[Stored entries]

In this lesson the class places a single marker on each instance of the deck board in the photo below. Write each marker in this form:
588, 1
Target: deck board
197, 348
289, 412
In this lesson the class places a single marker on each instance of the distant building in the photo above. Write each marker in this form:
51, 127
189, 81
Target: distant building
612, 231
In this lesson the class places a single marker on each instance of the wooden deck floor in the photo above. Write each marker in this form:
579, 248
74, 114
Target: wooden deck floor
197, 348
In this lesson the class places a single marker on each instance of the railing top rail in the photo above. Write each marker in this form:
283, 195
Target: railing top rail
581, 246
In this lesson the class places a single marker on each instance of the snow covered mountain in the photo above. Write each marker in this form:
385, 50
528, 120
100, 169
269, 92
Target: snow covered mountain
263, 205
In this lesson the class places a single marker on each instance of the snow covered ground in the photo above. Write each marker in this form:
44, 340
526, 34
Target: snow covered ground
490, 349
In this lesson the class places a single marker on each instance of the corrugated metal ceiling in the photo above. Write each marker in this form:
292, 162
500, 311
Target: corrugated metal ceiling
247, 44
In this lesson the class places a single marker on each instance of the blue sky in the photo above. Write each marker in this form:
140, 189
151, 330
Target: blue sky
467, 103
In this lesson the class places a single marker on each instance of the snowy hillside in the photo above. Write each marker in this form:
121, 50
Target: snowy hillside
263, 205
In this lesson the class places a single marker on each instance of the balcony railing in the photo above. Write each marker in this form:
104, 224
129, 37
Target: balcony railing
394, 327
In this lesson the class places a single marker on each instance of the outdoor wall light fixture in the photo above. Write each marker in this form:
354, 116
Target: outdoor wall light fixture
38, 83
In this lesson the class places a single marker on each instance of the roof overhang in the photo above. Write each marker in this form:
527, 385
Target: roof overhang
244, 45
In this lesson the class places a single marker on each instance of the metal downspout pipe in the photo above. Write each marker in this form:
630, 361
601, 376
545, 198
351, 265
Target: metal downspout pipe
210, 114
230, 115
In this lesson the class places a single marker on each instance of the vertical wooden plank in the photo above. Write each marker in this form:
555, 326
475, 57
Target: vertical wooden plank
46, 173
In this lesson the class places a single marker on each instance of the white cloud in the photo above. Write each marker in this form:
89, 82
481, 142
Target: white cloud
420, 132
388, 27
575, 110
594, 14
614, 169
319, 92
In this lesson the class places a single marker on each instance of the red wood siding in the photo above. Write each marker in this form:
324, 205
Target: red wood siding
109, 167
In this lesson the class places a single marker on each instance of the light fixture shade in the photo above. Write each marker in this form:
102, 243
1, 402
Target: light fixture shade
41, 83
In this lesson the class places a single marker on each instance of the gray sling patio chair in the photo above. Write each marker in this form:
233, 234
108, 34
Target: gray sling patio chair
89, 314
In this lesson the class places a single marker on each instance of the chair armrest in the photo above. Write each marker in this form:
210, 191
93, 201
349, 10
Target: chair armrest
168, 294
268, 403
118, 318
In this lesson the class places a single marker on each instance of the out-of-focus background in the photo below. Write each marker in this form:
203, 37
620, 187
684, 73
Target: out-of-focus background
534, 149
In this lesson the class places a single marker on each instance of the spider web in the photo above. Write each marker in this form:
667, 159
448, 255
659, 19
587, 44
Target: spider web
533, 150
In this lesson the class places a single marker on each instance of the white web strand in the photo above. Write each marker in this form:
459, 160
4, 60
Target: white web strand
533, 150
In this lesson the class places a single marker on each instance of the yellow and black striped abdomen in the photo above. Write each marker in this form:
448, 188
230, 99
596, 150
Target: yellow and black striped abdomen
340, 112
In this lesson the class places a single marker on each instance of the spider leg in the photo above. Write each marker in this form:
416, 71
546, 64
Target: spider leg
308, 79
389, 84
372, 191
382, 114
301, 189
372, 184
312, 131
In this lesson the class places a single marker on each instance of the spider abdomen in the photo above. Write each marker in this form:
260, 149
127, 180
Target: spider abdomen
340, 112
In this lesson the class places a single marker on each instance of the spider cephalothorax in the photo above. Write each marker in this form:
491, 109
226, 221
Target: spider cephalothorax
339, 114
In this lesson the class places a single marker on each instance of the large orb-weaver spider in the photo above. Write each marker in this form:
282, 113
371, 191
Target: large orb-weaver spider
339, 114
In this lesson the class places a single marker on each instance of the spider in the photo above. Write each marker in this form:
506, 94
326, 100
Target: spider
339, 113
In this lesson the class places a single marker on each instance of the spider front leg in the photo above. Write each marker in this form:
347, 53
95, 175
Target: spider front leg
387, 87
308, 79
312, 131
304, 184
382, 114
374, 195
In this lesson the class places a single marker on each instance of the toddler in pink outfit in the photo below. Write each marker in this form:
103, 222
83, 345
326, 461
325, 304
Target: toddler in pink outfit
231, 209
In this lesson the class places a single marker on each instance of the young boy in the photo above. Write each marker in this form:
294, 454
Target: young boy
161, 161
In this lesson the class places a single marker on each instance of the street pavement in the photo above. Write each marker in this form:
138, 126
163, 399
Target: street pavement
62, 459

Problem to solve
Retype the records that precede this task, keeping them exactly the same.

Solution for this task
In this lesson the class places a single marker on each instance of the deck board in the photo below. Write each marker in this form:
588, 1
Target: deck board
197, 348
289, 412
In this lesson the class places a single marker on each instance of the distant building in the photo above. Write each marker in this form:
51, 127
189, 81
Target: distant building
612, 231
In this lesson the class places a single marker on each instance of the wooden deck floor in the photo above. Write each marker in this form:
579, 248
74, 114
Target: wooden deck floor
197, 348
In this lesson the class places a single marker on each instance of the railing top rail in the photo above. Write each marker in this form:
283, 195
Target: railing top rail
581, 246
In this lesson the class places a single marker on each instance of the snow covered mountain in the photo above. Write each marker in this form:
385, 50
528, 120
100, 169
269, 92
Target: snow covered mountain
263, 205
In this lesson the class places a single marker on each instance of the snow covered ground in the photo above. Write each marker in this form:
44, 340
526, 34
Target: snow covered ground
490, 349
In this lesson the class places a single marker on each instance of the corrugated metal ceiling in the photo above. Write each marker in this form:
292, 162
500, 311
Target: corrugated metal ceiling
247, 44
In this lesson the class places a single marker on each instance of the blue sky in the photo above. Write each marker in this form:
140, 189
151, 330
Target: blue sky
467, 103
In this lesson the class places a single marker on each instance of the snowy hillside in the photo above. Write each marker in this form:
121, 50
Target: snowy hillside
263, 205
In this lesson the class places a single marker on each instance of the balcony railing in the photo above. Write each marker in this form:
104, 224
129, 37
Target: balcony railing
394, 327
In this lesson the class places a single marker on each instance of the outdoor wall light fixture in the photo above. Write each marker in this form:
354, 116
Target: outdoor wall light fixture
38, 83
In this lesson the class places a single marker on each instance of the roof overhang in the photo above. Write each marker in this form:
527, 385
Target: roof overhang
244, 45
In this lesson the class places a single marker on each instance of the metal downspout pipe in the photo above. Write each marker in this form:
630, 361
601, 376
545, 198
351, 265
Target: metal downspout pipe
210, 114
230, 115
In this lesson the class places a single marker on each instance of the vertical wooden plank in the photo above. Write each marker in this form:
555, 326
475, 57
Target: vertical wooden plank
46, 173
In this lesson the class places a single marker on each instance of the white cloud in the photo above. Write each marker in this form:
89, 82
481, 142
Target: white cloud
420, 132
388, 27
575, 110
594, 14
614, 169
319, 92
In this lesson the class places a single marker on each instance of the red wood siding in the photo above. Write each marker in this form:
324, 205
Target: red wood siding
109, 167
In this lesson the class places a single marker on each instance of the light fixture shade in the photo above. Write each marker in this form:
102, 243
1, 402
Target: light fixture shade
41, 83
In this lesson the class places a single marker on each instance of the gray sling patio chair in the photo above. Write each marker in this form:
233, 234
108, 34
Target: gray sling patio chair
89, 314
In this lesson the class places a single marker on each instance of the chair armrest in the photo above. Write each marker in this form:
210, 191
93, 201
349, 10
Target: chair armrest
168, 294
268, 403
118, 318
In this lesson the class places a single marker on each instance of the out-of-focus background in the photo below. Write each marker in this form:
203, 37
620, 187
684, 73
Target: out-of-focus background
534, 149
In this lesson the class places a single marker on each instance of the spider web in the photo above. Write each marker in this form:
667, 159
448, 255
659, 19
587, 44
Target: spider web
533, 150
In this lesson the class places a single marker on each instance of the white web strand in the photo above. Write each marker in this form:
459, 160
4, 60
Target: white web strand
533, 150
In this lesson the class places a single marker on each instance of the yellow and black striped abdomen in the photo above. Write each marker in this form:
448, 188
230, 99
596, 150
Target: yellow and black striped abdomen
340, 112
In this lesson the class places a single marker on each instance of the spider leg in the photo above. Write each marker in this form:
416, 71
546, 64
Target: spider leg
308, 79
389, 84
372, 191
382, 114
301, 189
372, 184
312, 131
In this lesson the class places a single marker on each instance of the spider abdomen in the photo above. Write each marker in this form:
260, 149
127, 180
Target: spider abdomen
340, 112
In this lesson the class places a single marker on each instance of the spider cephalothorax in the photo above. Write each marker in this form:
491, 109
226, 221
Target: spider cephalothorax
339, 114
In this lesson the class places a single marker on each instance of the large orb-weaver spider in the photo above. Write each marker in this form:
282, 113
371, 191
Target: large orb-weaver spider
339, 114
In this lesson the class places a single marker on each instance of the spider in the photo above. Write each marker in this form:
506, 94
326, 100
Target: spider
339, 113
In this lesson the class places a single marker on each instance of the spider front leg in the photo above. Write each marker in this form:
347, 53
95, 175
Target: spider front leg
387, 87
308, 79
312, 131
304, 184
382, 114
374, 195
In this lesson the class places a single marker on each instance of the toddler in pink outfit in the photo below. Write each marker in this form:
103, 222
83, 345
326, 461
325, 304
Target: toddler in pink outfit
231, 209
In this lesson the class places a single marker on each instance of the young boy in the photo above. Write each marker in this form:
294, 454
Target: young boy
161, 161
In this lesson the class places a single marker on each instance of the street pavement in the photo above. Write each marker in this form:
138, 126
163, 399
Target: street pavement
62, 459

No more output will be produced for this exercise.